* SOURCE TEXT *
──────────────────────────────

A psychiatric evaluation is often necessary to diagnose behavioral disorders, mental illness, emotional disorders or development disorders. The evaluation provides a clear picture of the individual’s current emotional health, social well-being and physical health which can then be used to determine a plan of action for treatment if there is a behavioral problem or similar condition diagnosed.
The treatment professional will evaluate the behaviors of the individual in relation to his or her genetic composition, physical health, cognitive abilities, emotional attitude, and level of education. The psychiatric evaluation will determine if and how these components of everyday life could be affected as a result of the behaviors that are being exhibited and will then make a determination as to whether a diagnosis is necessary in order to provide effective treatment and care.
Who Receives a Psychiatric Evaluation?
It’s very common for a family member, spouse, loved one or friend to first notice that there could be a problem with an individual emotionally. Certain conditions may noticeably cause disruption, sadness, rebellion or other challenges that are seemingly disruptive. When a loved one notices that their family member or friend suffers from challenges with emotional expression, substance abuse or a similar problem there is often a psychiatric evaluation performed to diagnose the problem and seek effective treatment.
When problems consistently arise in relationships, at work, at school, or when an individual has trouble coping or if development seems to be slow there is often a need for a psychiatric evaluation to determine if there is some underlying mental health condition which may be causing these problems or which may be making seemingly minor situations a big deal.
What is Involved in a Psychiatric Evaluation?

──────────────────────────────

Point localization data
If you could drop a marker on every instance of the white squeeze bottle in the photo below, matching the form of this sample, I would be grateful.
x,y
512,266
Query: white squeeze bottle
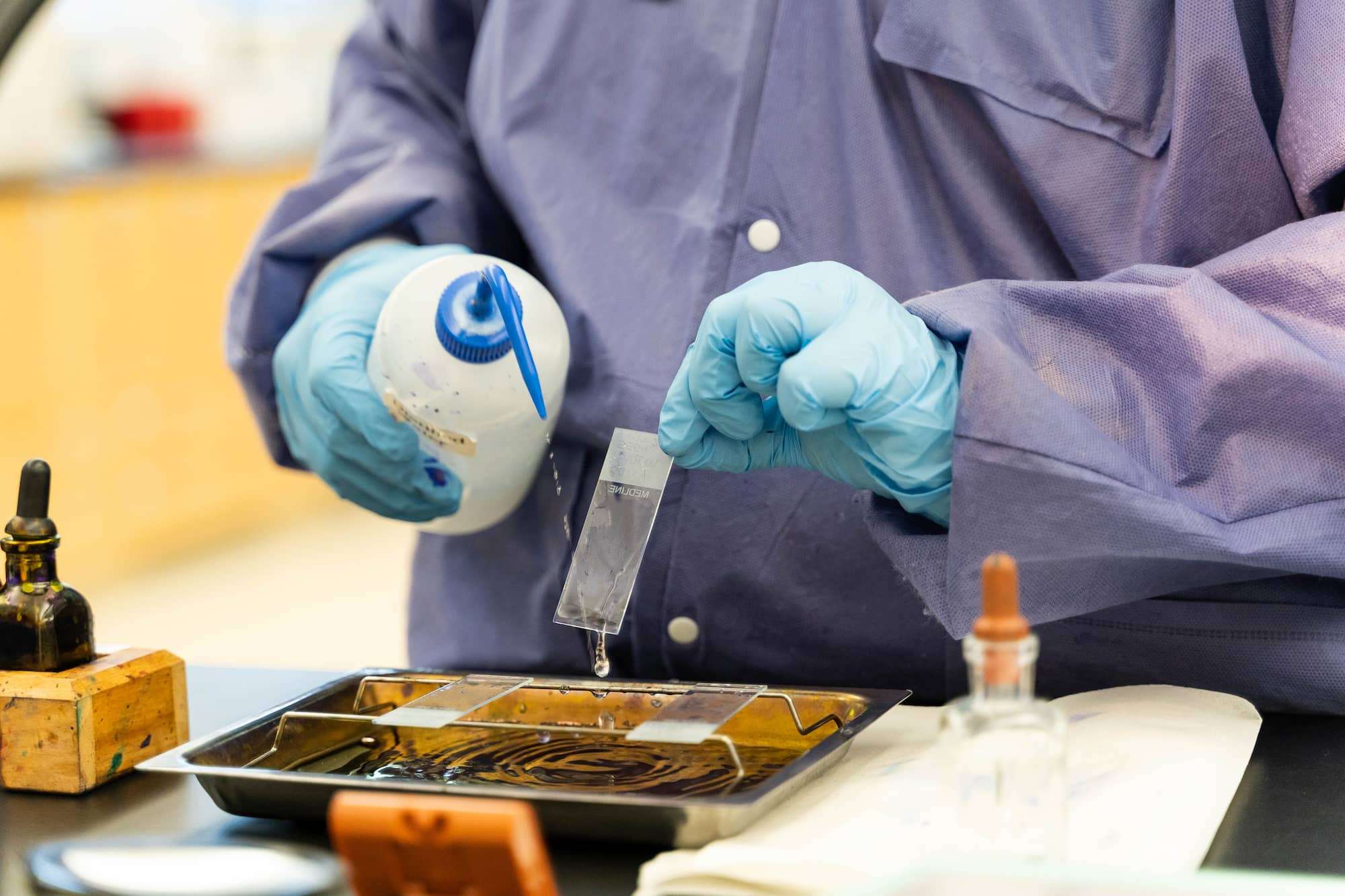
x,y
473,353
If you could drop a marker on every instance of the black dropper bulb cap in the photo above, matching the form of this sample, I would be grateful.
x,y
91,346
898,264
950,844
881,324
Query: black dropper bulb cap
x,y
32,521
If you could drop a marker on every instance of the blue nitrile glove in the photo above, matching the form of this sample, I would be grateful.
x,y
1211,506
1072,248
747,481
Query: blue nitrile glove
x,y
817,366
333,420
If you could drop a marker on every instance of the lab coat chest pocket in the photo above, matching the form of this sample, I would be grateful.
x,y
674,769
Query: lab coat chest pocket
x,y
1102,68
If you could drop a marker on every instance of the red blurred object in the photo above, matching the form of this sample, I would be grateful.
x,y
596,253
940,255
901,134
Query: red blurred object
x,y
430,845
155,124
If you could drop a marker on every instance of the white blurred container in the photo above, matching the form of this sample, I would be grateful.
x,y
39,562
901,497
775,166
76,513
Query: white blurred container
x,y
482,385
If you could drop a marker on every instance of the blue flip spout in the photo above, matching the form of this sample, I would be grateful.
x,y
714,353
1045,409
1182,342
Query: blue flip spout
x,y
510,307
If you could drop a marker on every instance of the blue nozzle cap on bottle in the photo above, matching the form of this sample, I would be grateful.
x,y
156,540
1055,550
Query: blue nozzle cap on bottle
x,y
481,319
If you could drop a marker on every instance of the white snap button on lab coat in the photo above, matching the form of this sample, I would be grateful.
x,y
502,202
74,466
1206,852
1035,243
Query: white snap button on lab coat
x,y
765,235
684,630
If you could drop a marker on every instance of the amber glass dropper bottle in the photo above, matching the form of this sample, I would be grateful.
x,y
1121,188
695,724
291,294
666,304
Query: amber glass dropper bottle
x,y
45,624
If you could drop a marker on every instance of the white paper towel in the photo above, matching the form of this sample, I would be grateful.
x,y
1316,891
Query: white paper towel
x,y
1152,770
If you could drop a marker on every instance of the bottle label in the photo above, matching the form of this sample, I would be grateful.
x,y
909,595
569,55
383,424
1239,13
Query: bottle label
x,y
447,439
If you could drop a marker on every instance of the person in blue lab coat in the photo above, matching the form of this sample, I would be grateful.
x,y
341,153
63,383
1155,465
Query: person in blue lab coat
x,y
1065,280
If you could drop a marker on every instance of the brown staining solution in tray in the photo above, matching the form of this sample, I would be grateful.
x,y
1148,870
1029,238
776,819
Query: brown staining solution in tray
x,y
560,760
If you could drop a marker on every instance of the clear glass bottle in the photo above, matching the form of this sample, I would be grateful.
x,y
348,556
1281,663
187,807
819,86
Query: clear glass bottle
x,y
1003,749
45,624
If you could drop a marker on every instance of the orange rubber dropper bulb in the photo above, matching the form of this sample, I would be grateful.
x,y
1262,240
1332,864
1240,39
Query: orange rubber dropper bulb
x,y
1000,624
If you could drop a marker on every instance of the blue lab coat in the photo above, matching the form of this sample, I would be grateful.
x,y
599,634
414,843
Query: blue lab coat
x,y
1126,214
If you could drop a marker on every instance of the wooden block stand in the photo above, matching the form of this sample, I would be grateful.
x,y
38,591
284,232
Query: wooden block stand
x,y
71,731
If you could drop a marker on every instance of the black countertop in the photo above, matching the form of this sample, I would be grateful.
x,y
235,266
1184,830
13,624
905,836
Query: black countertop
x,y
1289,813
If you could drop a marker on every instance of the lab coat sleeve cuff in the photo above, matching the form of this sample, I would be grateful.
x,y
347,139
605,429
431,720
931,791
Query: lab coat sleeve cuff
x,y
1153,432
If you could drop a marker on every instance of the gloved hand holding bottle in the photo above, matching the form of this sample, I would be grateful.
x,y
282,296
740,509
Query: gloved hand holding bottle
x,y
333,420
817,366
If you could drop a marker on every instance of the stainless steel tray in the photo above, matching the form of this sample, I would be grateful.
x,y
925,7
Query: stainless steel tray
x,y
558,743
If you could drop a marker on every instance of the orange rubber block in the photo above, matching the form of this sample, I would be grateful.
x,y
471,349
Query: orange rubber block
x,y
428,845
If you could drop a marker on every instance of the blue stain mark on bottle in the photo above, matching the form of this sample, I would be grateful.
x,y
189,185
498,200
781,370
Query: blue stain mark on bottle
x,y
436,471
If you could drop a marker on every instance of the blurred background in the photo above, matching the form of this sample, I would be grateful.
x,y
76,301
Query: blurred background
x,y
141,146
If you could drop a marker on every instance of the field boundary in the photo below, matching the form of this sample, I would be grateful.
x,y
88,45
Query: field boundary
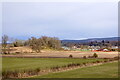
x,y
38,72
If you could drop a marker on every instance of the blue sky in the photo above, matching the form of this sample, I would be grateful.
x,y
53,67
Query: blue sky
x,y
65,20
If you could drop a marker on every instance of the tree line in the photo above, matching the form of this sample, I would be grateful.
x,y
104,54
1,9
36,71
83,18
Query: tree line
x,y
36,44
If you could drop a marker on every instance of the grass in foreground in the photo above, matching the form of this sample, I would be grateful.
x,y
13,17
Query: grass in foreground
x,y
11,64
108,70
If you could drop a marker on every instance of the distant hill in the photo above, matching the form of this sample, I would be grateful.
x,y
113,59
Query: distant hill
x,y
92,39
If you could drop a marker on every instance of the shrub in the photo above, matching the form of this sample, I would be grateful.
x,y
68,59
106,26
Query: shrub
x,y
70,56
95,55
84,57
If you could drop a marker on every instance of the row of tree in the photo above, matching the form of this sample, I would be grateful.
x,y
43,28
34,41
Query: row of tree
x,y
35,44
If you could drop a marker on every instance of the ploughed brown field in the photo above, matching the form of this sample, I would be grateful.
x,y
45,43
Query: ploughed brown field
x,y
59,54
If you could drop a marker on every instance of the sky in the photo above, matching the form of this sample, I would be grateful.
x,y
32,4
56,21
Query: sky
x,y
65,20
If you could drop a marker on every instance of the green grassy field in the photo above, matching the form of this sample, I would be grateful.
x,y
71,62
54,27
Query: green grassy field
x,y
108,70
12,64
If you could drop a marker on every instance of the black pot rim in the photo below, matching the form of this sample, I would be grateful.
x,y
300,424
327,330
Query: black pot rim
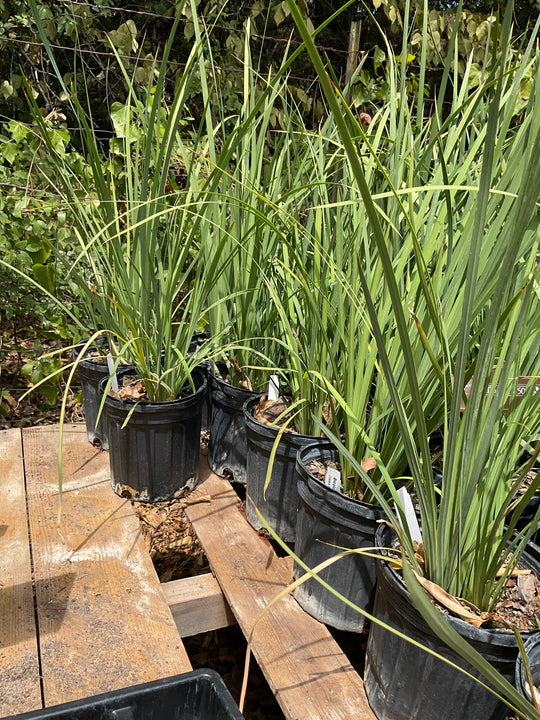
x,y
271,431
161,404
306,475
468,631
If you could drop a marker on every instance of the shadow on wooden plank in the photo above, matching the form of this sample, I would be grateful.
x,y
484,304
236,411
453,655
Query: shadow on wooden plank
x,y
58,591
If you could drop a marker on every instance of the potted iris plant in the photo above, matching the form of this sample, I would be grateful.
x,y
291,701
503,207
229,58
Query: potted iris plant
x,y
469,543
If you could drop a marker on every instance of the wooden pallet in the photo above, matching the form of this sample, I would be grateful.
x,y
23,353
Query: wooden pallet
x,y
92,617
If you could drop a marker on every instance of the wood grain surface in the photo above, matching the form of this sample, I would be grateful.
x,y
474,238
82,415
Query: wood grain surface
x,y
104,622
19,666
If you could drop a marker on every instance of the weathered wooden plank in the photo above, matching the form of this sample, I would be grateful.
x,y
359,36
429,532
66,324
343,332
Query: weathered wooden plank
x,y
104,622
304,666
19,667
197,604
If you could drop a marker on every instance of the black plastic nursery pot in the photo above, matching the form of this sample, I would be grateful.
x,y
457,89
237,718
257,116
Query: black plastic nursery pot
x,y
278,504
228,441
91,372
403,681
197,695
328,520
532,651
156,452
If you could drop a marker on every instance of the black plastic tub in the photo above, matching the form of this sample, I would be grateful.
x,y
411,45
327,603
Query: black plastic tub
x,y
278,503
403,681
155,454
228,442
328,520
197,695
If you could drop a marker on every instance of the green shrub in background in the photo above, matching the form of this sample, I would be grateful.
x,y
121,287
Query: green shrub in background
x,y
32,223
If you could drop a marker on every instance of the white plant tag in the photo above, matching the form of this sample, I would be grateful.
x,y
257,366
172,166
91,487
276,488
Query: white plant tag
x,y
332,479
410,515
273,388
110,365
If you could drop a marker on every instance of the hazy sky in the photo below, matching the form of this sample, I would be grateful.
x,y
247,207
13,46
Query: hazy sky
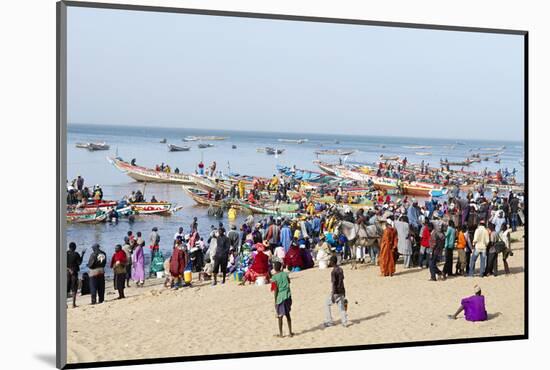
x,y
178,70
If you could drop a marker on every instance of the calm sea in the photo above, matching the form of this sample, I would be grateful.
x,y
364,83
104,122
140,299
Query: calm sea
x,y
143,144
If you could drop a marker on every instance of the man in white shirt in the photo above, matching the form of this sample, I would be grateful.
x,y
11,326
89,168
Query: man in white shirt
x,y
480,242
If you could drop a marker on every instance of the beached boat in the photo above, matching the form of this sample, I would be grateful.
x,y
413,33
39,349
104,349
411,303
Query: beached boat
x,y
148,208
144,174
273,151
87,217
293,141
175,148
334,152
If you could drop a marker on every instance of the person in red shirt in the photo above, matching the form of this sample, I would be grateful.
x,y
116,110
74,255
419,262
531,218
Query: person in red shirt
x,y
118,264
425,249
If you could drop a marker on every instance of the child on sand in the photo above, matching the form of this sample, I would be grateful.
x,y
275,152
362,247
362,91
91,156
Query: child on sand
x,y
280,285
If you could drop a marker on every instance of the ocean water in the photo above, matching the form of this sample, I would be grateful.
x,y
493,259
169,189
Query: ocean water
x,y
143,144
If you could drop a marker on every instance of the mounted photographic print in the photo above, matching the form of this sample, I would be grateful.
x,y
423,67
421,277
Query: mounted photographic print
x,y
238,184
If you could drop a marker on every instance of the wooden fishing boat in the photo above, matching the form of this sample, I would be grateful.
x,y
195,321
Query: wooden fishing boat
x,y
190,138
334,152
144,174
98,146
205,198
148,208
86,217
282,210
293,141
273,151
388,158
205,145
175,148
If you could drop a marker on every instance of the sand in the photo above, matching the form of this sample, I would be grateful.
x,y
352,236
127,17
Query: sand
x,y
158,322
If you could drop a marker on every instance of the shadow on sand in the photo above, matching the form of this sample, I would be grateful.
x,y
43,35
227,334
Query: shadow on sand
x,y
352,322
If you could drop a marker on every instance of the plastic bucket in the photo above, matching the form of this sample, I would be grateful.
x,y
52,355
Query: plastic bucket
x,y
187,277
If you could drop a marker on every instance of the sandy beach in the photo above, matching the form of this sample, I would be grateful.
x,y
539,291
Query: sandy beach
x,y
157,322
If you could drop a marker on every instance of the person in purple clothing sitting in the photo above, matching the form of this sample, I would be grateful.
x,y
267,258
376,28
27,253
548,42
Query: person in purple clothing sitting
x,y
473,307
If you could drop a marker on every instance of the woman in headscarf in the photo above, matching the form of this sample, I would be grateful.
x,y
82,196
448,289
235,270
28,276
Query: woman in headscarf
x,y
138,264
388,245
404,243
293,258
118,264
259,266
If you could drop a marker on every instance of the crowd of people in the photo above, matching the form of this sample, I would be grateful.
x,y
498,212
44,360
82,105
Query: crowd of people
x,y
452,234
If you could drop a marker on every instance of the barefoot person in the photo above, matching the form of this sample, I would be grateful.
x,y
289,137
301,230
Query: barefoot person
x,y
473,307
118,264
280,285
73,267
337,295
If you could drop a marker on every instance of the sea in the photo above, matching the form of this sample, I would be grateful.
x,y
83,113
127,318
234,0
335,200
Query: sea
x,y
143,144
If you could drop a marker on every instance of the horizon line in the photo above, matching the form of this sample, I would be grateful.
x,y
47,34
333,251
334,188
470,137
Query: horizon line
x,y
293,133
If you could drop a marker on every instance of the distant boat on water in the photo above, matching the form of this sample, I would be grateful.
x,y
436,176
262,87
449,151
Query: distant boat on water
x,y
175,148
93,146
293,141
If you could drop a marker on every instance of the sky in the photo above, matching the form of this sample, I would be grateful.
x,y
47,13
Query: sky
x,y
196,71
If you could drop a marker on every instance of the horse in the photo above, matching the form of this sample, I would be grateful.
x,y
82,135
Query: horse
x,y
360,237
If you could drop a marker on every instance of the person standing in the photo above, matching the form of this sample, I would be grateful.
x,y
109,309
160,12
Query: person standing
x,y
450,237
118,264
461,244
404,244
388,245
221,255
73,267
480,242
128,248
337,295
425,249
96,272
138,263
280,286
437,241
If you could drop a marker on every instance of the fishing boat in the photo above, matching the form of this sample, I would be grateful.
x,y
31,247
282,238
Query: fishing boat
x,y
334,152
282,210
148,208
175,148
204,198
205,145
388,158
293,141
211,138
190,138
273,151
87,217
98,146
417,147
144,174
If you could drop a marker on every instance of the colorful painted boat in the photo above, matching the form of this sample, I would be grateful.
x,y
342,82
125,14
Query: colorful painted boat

──────────────────────────────

* WORK INSTRUCTION A *
Answer these questions from the psychiatric evaluation text:
(i) Who does the text say commonly notices first that there could be an emotional problem with an individual?
(ii) What does the evaluation provide a clear picture of?
(iii) In relation to what does the treatment professional evaluate the individual's behaviors?
* WORK INSTRUCTION B *
Edit a passage of the psychiatric evaluation text. Write it out again starting with "When problems consistently" and going on through "in a Psychiatric Evaluation?", and change "relationships" to "friendships".
* WORK INSTRUCTION C *
For each statement, say whether it agrees with the psychiatric evaluation text:
(i) The evaluation can be used to set a plan of action for treatment.
(ii) A psychiatric evaluation is rarely performed when a loved one notices that a friend has problems with substance abuse.
(iii) Slow development can signal a need for a psychiatric evaluation.

* EXERCISE RESPONSE A *
(i) A family member, spouse, loved one or friend.
(ii) The individual's current emotional health, social well-being and physical health.
(iii) The individual's genetic composition, physical health, cognitive abilities, emotional attitude, and level of education.

* EXERCISE RESPONSE B *
When problems consistently arise in friendships, at work, at school, or when an individual has trouble coping or if development seems to be slow there is often a need for a psychiatric evaluation to determine if there is some underlying mental health condition which may be causing these problems or which may be making seemingly minor situations a big deal.
What is Involved in a Psychiatric Evaluation?

* EXERCISE RESPONSE C *
(i) Yes: "which can then be used to determine a plan of action for treatment"
(ii) No: "there is often a psychiatric evaluation performed to diagnose the problem and seek effective treatment"
(iii) Yes: "if development seems to be slow there is often a need for a psychiatric evaluation"